** BEGIN **
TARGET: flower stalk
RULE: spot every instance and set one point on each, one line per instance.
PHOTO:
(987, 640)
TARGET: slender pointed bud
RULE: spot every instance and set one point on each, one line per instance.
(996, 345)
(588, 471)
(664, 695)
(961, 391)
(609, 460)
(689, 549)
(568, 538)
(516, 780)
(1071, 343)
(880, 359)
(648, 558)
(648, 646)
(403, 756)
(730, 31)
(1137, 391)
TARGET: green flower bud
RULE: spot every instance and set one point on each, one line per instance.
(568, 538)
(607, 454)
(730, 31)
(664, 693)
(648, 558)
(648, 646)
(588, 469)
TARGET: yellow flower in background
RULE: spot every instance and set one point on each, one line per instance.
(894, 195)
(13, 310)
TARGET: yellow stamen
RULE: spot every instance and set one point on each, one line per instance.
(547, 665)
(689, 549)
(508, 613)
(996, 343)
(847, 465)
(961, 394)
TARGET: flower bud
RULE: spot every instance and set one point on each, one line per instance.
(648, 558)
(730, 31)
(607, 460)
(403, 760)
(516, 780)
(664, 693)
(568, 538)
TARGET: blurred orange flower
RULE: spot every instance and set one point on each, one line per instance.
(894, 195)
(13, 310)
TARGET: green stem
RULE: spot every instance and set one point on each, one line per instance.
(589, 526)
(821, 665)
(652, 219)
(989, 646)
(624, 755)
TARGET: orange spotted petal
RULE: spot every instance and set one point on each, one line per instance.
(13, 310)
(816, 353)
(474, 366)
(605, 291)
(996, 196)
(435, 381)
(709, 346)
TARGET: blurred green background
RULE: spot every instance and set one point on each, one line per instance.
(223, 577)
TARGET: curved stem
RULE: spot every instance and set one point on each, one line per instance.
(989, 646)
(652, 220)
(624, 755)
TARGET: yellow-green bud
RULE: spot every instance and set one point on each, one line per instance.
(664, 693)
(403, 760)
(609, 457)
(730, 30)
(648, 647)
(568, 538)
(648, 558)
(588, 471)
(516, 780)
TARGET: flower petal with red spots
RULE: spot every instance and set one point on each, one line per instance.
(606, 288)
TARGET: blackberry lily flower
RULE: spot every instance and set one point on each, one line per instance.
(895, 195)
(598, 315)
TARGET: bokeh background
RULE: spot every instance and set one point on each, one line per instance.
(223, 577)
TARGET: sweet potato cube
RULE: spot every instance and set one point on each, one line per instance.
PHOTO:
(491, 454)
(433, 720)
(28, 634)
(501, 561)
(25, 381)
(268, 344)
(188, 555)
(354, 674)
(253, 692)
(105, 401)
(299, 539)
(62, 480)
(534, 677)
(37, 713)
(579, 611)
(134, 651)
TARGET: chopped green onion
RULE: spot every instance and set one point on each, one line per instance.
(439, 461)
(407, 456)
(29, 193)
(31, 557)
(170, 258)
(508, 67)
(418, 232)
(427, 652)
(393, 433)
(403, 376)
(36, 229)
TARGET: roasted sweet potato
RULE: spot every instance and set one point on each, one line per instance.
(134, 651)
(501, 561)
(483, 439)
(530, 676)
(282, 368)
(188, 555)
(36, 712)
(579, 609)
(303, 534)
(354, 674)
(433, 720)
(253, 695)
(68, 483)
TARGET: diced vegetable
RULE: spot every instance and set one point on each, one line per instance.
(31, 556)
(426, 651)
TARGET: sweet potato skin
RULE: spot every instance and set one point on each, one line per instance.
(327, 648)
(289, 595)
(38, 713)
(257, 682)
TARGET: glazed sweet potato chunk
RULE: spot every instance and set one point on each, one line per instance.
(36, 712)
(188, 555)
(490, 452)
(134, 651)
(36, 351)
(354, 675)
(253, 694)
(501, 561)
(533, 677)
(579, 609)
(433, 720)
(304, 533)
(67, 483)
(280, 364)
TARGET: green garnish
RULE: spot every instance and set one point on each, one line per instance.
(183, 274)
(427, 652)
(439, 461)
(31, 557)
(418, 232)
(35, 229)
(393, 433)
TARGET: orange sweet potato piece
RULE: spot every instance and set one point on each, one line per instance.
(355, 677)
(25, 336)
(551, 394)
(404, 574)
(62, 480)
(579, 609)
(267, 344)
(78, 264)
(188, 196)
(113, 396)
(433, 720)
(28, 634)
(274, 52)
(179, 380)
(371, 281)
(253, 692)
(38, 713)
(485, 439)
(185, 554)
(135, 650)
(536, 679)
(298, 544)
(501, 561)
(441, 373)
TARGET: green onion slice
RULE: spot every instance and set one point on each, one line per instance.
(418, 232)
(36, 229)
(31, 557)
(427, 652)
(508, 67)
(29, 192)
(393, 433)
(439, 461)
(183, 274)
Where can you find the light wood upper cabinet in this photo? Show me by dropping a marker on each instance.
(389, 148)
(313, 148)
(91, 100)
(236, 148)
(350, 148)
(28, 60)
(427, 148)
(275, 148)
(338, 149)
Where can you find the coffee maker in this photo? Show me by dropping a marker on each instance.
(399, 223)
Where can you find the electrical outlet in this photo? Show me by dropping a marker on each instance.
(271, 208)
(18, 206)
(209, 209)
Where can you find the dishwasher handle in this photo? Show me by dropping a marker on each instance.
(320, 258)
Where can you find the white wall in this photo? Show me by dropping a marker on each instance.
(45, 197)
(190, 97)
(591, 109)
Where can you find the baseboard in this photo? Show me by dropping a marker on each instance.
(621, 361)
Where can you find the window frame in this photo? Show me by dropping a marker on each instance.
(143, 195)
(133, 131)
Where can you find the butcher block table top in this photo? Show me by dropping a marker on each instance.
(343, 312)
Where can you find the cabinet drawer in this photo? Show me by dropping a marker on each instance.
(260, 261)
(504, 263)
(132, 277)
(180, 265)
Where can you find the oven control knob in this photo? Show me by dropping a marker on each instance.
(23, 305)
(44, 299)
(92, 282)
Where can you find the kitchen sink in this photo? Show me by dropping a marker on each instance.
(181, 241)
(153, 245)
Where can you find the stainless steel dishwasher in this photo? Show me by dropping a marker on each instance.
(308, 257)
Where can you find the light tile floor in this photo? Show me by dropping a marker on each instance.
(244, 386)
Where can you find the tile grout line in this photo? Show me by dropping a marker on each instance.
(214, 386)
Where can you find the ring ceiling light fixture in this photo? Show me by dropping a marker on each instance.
** END **
## What you are asked to do
Revise all the entries above, changing every "instance" to "occurrence" and leaving everything else as it is.

## Full response
TARGET: flower stalk
RULE: spot every occurrence and set one point on each, one line per occurrence.
PHOTO:
(987, 640)
TARGET: slender pointed bud
RULE: spot every occurrence and set one point on each, one line per occurrence.
(996, 345)
(588, 471)
(664, 695)
(961, 391)
(609, 460)
(689, 549)
(568, 538)
(516, 780)
(1071, 343)
(880, 359)
(648, 558)
(648, 646)
(403, 756)
(730, 31)
(1137, 391)
TARGET: green flower bud
RULE: spot every occurrence and set one point on each, one line per occurrence.
(568, 538)
(607, 454)
(730, 31)
(664, 693)
(648, 558)
(648, 646)
(588, 469)
TARGET: yellow flower in background
RULE: spot every occurrence and set one point on each, one line per occurrence.
(894, 195)
(13, 310)
TARGET: yellow stamen
RULE: spot every occurrence and set one point on each, one line per occurrence.
(547, 665)
(689, 549)
(508, 613)
(996, 343)
(847, 465)
(961, 394)
TARGET: flower bud
RULE: spot every occurrence and set one point on each, one line per occurrence.
(648, 558)
(730, 31)
(607, 460)
(403, 760)
(516, 780)
(664, 693)
(568, 538)
TARGET: blurred orange flower
RULE: spot every occurrence and set one point on each, one line per occurrence.
(894, 195)
(13, 310)
TARGET: green stem
RULE: spot every occurrence and set one point on each, one line per occurrence.
(589, 526)
(821, 665)
(652, 219)
(989, 646)
(624, 755)
TARGET: orange spotted petal
RULE: spot every occurrence and set one point on each, one line per occurrence.
(13, 310)
(816, 353)
(474, 366)
(605, 291)
(996, 196)
(435, 381)
(709, 346)
TARGET: blurred green background
RULE: spot every occurrence and set one point on each, one line per occurrence.
(223, 577)
TARGET: curved stem
RULE: spot every occurrence and set one point on each, one line per occurrence.
(989, 646)
(652, 220)
(624, 755)
TARGET: yellow-green bud
RULE: spot every occurrence and set one point on each, one line per occurrence.
(664, 693)
(403, 760)
(609, 457)
(730, 30)
(648, 647)
(568, 538)
(648, 558)
(588, 471)
(516, 780)
TARGET: flower petal with red spots
RULE: spot every occurrence and set one point on each, one line per occurrence.
(606, 288)
TARGET: blackberry lily flower
RULE: spot every occurrence and set one point on each, one line per occurrence.
(895, 195)
(598, 315)
TARGET: bokeh background
RULE: spot every occurrence and set one point on each, one line per occurrence.
(223, 577)
TARGET: sweet potato cube
RULE: spot every occurrence and set one point on each, one line per occurrence.
PHOTO:
(491, 454)
(433, 720)
(28, 634)
(501, 561)
(25, 381)
(268, 344)
(188, 555)
(354, 674)
(253, 692)
(105, 401)
(299, 539)
(62, 480)
(534, 677)
(37, 713)
(579, 611)
(134, 651)
TARGET: chopped green onion
RULE: spot every occurrence and set one point on each, one line per occurrence.
(439, 461)
(407, 456)
(29, 193)
(31, 557)
(170, 258)
(508, 67)
(418, 232)
(427, 652)
(393, 433)
(403, 376)
(36, 229)
TARGET: roasted sweet potato
RULE: spot every occurrence and set one point on each, one line per occurrence.
(134, 651)
(501, 561)
(483, 439)
(530, 676)
(282, 368)
(188, 555)
(36, 712)
(579, 609)
(303, 534)
(354, 674)
(433, 720)
(253, 695)
(68, 483)
TARGET: diced vegetable
RULE: spot every occurrence and set one point on each, one line per occurrence.
(31, 556)
(426, 651)
TARGET: sweet potato skin
RULE: spot every occurrence and set one point on each, one line per occurrence.
(327, 648)
(289, 595)
(38, 713)
(257, 682)
TARGET: glazed sweet potato chunk
RULE: spot every occurrence and set one point on each, one line per occurrence.
(36, 712)
(188, 555)
(490, 452)
(134, 651)
(36, 351)
(354, 675)
(253, 694)
(501, 561)
(533, 677)
(579, 609)
(433, 720)
(304, 533)
(67, 483)
(280, 364)
TARGET: green garnish
RULE: spot every occurrence and set one point on each, one line per occurrence.
(183, 274)
(427, 652)
(439, 461)
(31, 557)
(418, 232)
(35, 229)
(393, 433)
TARGET: orange sweet potato piece
RULE: spot every occurrence and set one point on each, one line per occurrence.
(355, 677)
(25, 336)
(551, 394)
(404, 574)
(62, 480)
(579, 609)
(267, 344)
(78, 264)
(188, 196)
(113, 396)
(433, 720)
(28, 634)
(274, 52)
(179, 380)
(371, 281)
(253, 692)
(38, 713)
(485, 439)
(185, 554)
(135, 650)
(536, 679)
(298, 544)
(501, 561)
(441, 373)
TARGET: green onion slice
RULE: spot every occurrence and set one point on each, one line per occurrence.
(418, 232)
(36, 229)
(31, 557)
(427, 652)
(508, 67)
(29, 192)
(393, 433)
(439, 461)
(183, 274)
Where can you find the light wood upper cabinet in this photo? Show me by dropping a marker on each occurrence.
(389, 148)
(313, 148)
(91, 100)
(236, 148)
(350, 148)
(28, 60)
(427, 148)
(275, 148)
(338, 149)
Where can you find the coffee maker in this photo? Show me by dropping a marker on each occurrence.
(399, 223)
Where can you find the electrical outlet in this photo? Show me by dropping a marker on each occurrence.
(271, 208)
(18, 206)
(209, 209)
Where can you find the dishwasher handle in this photo? Show me by dropping a marker on each occurrence.
(320, 258)
Where can you find the white wall in this photo? Show me by dropping a marker on each occurrence.
(45, 197)
(190, 97)
(591, 109)
Where can you find the baseboard in this photo? Show me by dropping a marker on each occurrence.
(621, 361)
Where can you find the window frame in this photo? Show me by dropping a marker on each occurrence.
(143, 195)
(133, 131)
Where can you find the butcher block table top in this photo? Show me by dropping a marker on each occurrence.
(343, 312)
Where can you find the cabinet drawer in this photo? Show me by dropping a marker on each occurrence.
(260, 261)
(504, 263)
(132, 277)
(180, 265)
Where can you find the oven control knob in this photo? Show me by dropping a marker on each occurrence.
(23, 305)
(44, 299)
(92, 282)
Where can you find the kitchen sink in this photo? Show me by dropping a marker on each occurrence.
(181, 241)
(153, 245)
Where can you find the stainless steel dishwasher in this photo? Show me by dropping a marker on each occurrence.
(308, 257)
Where can you find the light tile floor in this photo? Show me by dropping a marker on each occurrence.
(244, 386)
Where can you find the tile grout line in this photo? Show me by dropping a marker on each occurrence.
(214, 386)
Where can you find the ring ceiling light fixture in this photo? Show me by dropping a marker on each occurrence.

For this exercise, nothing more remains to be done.